# EXTRACTED INFORMATION:

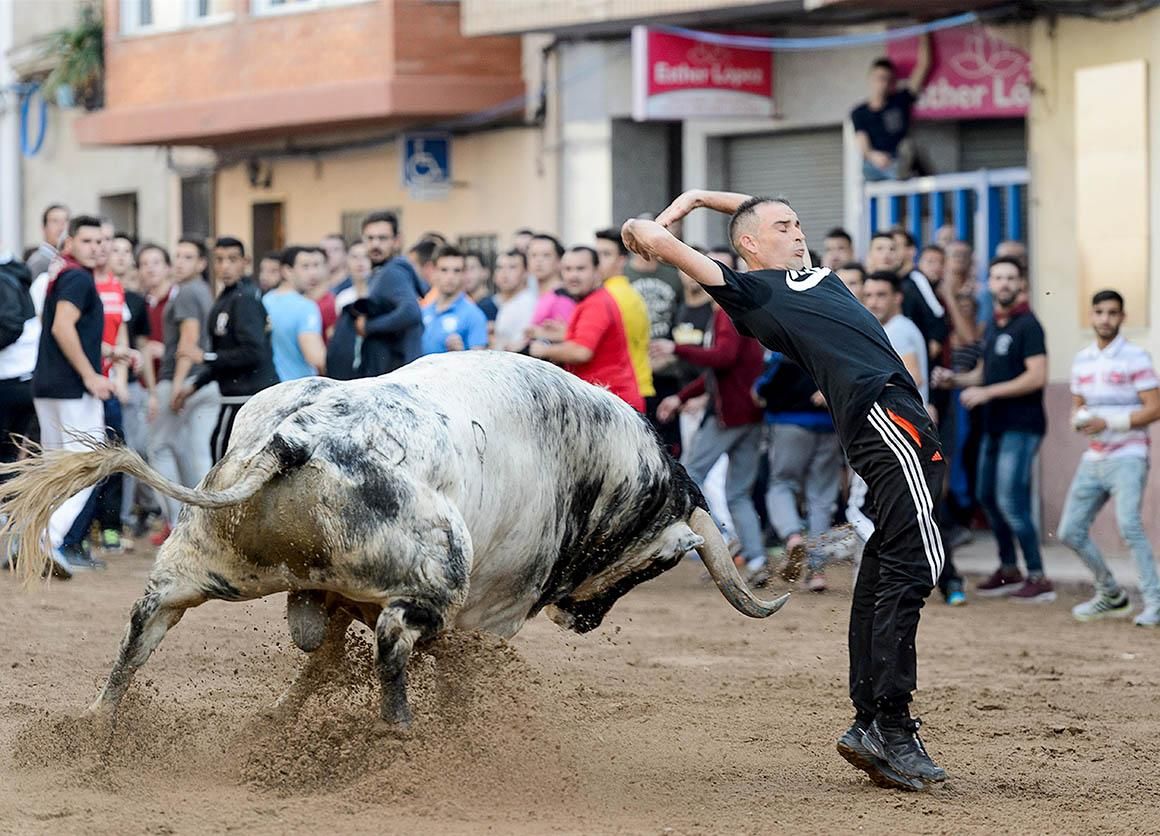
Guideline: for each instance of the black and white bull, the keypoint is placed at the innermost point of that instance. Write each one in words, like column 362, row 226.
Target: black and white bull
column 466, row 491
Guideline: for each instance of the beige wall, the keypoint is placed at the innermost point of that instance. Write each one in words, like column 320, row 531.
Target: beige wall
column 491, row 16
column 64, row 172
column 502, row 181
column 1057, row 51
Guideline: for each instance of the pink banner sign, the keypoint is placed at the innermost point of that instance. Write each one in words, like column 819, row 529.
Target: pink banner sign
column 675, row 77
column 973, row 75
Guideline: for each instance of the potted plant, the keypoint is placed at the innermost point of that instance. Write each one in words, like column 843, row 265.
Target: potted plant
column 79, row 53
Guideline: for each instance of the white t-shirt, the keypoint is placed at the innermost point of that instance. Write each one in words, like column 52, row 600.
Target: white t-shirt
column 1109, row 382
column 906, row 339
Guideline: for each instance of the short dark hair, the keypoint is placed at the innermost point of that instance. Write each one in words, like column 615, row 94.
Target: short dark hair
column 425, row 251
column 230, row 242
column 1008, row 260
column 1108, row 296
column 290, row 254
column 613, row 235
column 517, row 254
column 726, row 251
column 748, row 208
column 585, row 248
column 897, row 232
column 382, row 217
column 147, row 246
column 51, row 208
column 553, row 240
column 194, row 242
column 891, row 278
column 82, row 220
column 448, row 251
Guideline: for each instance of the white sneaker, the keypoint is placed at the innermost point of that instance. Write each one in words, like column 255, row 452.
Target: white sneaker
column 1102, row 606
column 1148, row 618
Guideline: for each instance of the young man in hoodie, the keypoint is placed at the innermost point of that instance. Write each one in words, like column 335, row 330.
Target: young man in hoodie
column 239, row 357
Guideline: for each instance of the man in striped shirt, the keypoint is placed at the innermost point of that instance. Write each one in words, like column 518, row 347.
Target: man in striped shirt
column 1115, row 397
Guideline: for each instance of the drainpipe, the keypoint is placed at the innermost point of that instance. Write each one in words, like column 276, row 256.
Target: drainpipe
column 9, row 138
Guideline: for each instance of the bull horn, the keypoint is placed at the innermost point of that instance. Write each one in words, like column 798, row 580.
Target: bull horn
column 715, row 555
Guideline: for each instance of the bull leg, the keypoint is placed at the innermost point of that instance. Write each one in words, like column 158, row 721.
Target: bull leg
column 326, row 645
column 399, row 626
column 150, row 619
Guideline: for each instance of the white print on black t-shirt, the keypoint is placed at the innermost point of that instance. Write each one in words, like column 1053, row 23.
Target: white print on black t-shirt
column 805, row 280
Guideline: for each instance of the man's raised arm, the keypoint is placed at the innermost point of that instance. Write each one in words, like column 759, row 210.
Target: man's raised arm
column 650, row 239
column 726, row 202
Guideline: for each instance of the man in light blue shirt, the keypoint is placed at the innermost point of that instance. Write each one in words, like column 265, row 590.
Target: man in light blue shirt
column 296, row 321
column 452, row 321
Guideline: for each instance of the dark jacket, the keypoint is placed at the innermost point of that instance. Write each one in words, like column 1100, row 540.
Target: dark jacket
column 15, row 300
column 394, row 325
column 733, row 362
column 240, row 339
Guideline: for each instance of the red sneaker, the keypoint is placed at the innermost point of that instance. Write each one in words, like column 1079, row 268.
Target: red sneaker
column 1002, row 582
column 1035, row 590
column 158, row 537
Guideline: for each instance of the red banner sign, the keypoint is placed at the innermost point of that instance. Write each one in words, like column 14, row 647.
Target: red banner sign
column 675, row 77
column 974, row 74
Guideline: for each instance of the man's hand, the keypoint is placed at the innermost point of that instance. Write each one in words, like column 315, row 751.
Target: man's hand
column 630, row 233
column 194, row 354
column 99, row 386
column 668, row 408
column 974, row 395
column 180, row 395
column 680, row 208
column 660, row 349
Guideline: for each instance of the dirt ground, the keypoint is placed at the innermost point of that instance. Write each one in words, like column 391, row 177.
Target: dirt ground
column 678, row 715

# JOB:
Set out every line of the records above as a Markdown table with the columns No. and Entry. Number the rows, skip blank lines, and leave the pictures out.

# RESULT OF THIS EXERCISE:
| No. | Entry |
|---|---|
| 1 | Guideline: for each instance of the black and white bull, the keypoint is placed at the innermost point of that instance. Write each one in words, like column 362, row 226. |
| 2 | Target: black and white bull |
| 3 | column 466, row 491 |
| 4 | Guideline: for each instance of the beige wall, the keypoint is placed at the innermost point of that instance. Write each one in words, like column 320, row 531. |
| 5 | Target: beige wall |
| 6 | column 491, row 16 |
| 7 | column 64, row 172 |
| 8 | column 502, row 181 |
| 9 | column 1057, row 51 |
| 10 | Guideline: for each instance of the pink banner sign, the keypoint is placed at the innermost point of that instance. Write each one in words, like column 819, row 529. |
| 11 | Target: pink banner sign |
| 12 | column 675, row 77 |
| 13 | column 973, row 75 |
| 14 | Guideline: for each instance of the potted plant, the keypoint is placed at the innermost point of that instance. Write each one in words, like column 843, row 265. |
| 15 | Target: potted plant |
| 16 | column 79, row 53 |
| 17 | Guideline: for each instance of the white t-shirt, the keypoint is placed at the innermost point of that instance. Write each one in words, like column 52, row 600. |
| 18 | Target: white t-shirt |
| 19 | column 1109, row 382 |
| 20 | column 906, row 339 |
| 21 | Guideline: for each instance of the short dark hair, the keypoint is placed at the innermost point of that instance. Write each one in words, like column 615, row 94. |
| 22 | Target: short dark hair |
| 23 | column 425, row 251 |
| 24 | column 230, row 242 |
| 25 | column 1008, row 260 |
| 26 | column 1108, row 296 |
| 27 | column 290, row 254 |
| 28 | column 613, row 235 |
| 29 | column 517, row 254 |
| 30 | column 726, row 251 |
| 31 | column 748, row 208 |
| 32 | column 585, row 248 |
| 33 | column 897, row 232 |
| 34 | column 382, row 217 |
| 35 | column 147, row 246 |
| 36 | column 51, row 208 |
| 37 | column 553, row 240 |
| 38 | column 194, row 242 |
| 39 | column 891, row 278 |
| 40 | column 82, row 220 |
| 41 | column 448, row 251 |
| 42 | Guideline: for each instance of the white sneaker, the keypoint is placed at the innermost point of that instance. Write each one in words, like column 255, row 452. |
| 43 | Target: white sneaker |
| 44 | column 1102, row 606 |
| 45 | column 1148, row 618 |
| 46 | Guideline: for each instance of the young man in hoodie, the keypoint is placed at the innermost point of that instance. Write each one in words, like column 335, row 330. |
| 47 | Target: young man in hoodie |
| 48 | column 239, row 357 |
| 49 | Guideline: for each instance of the man in striped shirt, the keypoint is placed at the innermost point of that instance. Write each one in words, like column 518, row 347. |
| 50 | Target: man in striped shirt |
| 51 | column 1115, row 397 |
| 52 | Guideline: for each instance of the drainpipe, the keypoint is placed at the innermost point of that instance. Write each one in words, like column 276, row 256. |
| 53 | Target: drainpipe |
| 54 | column 9, row 138 |
| 55 | Guideline: for each instance of the bull horn, the keypoint is placed at the innermost point of that instance. Write each one in words, like column 798, row 580. |
| 56 | Target: bull horn |
| 57 | column 715, row 555 |
| 58 | Guideline: for each instance of the bull leg, the keypoint is placed at the innermost point of that instance. Write each one in words, like column 158, row 721. |
| 59 | Target: bull leg |
| 60 | column 326, row 645 |
| 61 | column 399, row 626 |
| 62 | column 150, row 619 |
| 63 | Guideline: for each instance of the white print on black t-shirt, the keypoint is placed at the innermost point of that instance. Write each one in words, like column 1053, row 23. |
| 64 | Target: white print on black t-shirt |
| 65 | column 805, row 280 |
| 66 | Guideline: for each instance of the man's raised arm, the keypoint is placed at the innermost point of that instance. Write each one in words, like column 759, row 210. |
| 67 | Target: man's raised arm |
| 68 | column 650, row 239 |
| 69 | column 726, row 202 |
| 70 | Guideline: for each instance of the man in light blue shirt, the keypoint is placed at the innermost point of that instance. Write each one in words, like column 265, row 590. |
| 71 | Target: man in light blue shirt |
| 72 | column 296, row 321 |
| 73 | column 452, row 321 |
| 74 | Guideline: for each instance of the dark jacket, the keypoint is placed at the innermost point of that instance. Write each one in words, like column 1100, row 540. |
| 75 | Target: dark jacket |
| 76 | column 15, row 300 |
| 77 | column 394, row 325 |
| 78 | column 733, row 362 |
| 79 | column 240, row 339 |
| 80 | Guideline: for each instance of the red sneaker, the keypoint is placed at the innermost point of that instance. Write each one in words, like column 1079, row 268. |
| 81 | Target: red sneaker |
| 82 | column 1002, row 582 |
| 83 | column 1035, row 590 |
| 84 | column 158, row 537 |
| 85 | Guideline: for each instance of the red banner sign, the keypoint is placed at the innermost point of that instance. Write each one in words, like column 14, row 647. |
| 86 | Target: red banner sign |
| 87 | column 675, row 77 |
| 88 | column 974, row 74 |
| 89 | Guideline: for each instance of the man's hand, the keypoint is placed at the innermost point of that instance. Write each one in words, like column 315, row 751. |
| 90 | Target: man's hand |
| 91 | column 630, row 233 |
| 92 | column 194, row 354 |
| 93 | column 99, row 386 |
| 94 | column 668, row 408 |
| 95 | column 974, row 395 |
| 96 | column 180, row 395 |
| 97 | column 680, row 208 |
| 98 | column 660, row 349 |
| 99 | Guideline: for each instance of the dirt ground, the keypoint is placed at the innermost point of that instance. Write each one in words, like column 391, row 177. |
| 100 | Target: dirt ground |
| 101 | column 678, row 715 |